What is expected
Locate the line that contains "Point on each instance of the brown leather shoe.". Copy it and every following line through the end of the records, exactly, and include nothing else.

Records to use
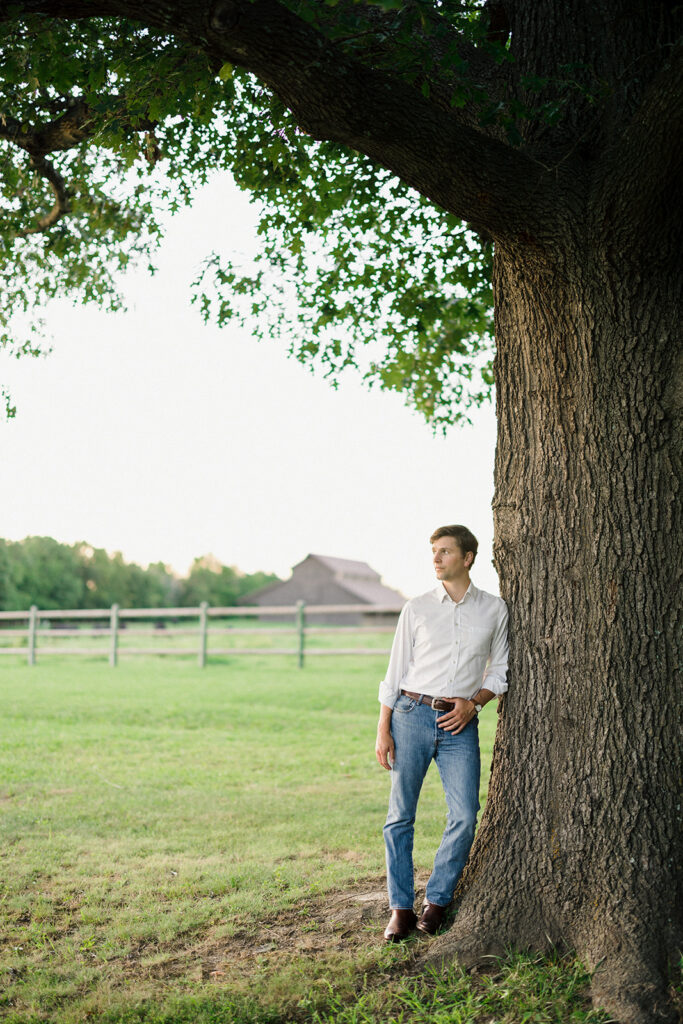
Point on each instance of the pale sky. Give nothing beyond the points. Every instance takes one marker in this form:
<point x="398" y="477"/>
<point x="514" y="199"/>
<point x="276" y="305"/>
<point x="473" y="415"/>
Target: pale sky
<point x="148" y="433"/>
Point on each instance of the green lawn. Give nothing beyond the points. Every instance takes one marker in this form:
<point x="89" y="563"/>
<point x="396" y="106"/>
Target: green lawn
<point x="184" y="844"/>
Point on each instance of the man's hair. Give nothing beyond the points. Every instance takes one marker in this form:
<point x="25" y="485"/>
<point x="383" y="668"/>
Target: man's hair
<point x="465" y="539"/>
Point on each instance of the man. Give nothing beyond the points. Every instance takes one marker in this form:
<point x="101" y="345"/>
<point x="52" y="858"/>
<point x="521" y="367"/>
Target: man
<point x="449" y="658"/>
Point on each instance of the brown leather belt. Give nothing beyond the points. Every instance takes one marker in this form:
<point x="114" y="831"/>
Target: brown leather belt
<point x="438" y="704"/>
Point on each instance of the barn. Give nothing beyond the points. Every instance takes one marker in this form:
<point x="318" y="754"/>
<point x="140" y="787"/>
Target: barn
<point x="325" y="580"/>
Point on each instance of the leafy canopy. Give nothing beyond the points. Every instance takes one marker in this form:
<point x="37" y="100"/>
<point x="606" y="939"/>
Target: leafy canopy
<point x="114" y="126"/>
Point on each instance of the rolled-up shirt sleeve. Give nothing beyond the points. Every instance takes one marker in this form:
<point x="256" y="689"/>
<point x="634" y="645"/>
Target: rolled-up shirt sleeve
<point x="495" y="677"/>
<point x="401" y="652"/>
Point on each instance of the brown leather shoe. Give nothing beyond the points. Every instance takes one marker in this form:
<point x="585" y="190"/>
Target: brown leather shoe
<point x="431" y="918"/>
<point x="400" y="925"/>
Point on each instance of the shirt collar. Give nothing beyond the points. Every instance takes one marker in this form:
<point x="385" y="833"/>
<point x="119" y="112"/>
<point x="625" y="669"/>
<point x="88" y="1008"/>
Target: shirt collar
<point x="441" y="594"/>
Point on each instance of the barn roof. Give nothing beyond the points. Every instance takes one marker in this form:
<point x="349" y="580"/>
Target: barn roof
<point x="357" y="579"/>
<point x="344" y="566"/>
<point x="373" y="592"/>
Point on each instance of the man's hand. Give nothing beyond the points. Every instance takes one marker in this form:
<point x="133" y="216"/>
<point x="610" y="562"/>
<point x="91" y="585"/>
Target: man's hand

Answer to the task
Point on each instance of the brown leather shoe. Give nothing beyond the points. Every instance takes one marker in this form:
<point x="585" y="190"/>
Target: brown leather shoe
<point x="431" y="918"/>
<point x="400" y="925"/>
Point on each instance of the shirt collar. Give nothing beyond the points. Every instance takes one marker in this form:
<point x="385" y="833"/>
<point x="119" y="112"/>
<point x="625" y="669"/>
<point x="88" y="1008"/>
Target: shirt collar
<point x="441" y="594"/>
Point on each instance of the barn roof. Give nothing beyond the points. Every instance takes one marker in this form:
<point x="349" y="580"/>
Target: barn roof
<point x="357" y="579"/>
<point x="344" y="566"/>
<point x="373" y="592"/>
Point on each instance of the man's hand. Give nothing beyond the points. Every instance takes one marker in this form:
<point x="133" y="216"/>
<point x="610" y="562"/>
<point x="91" y="585"/>
Target: man's hand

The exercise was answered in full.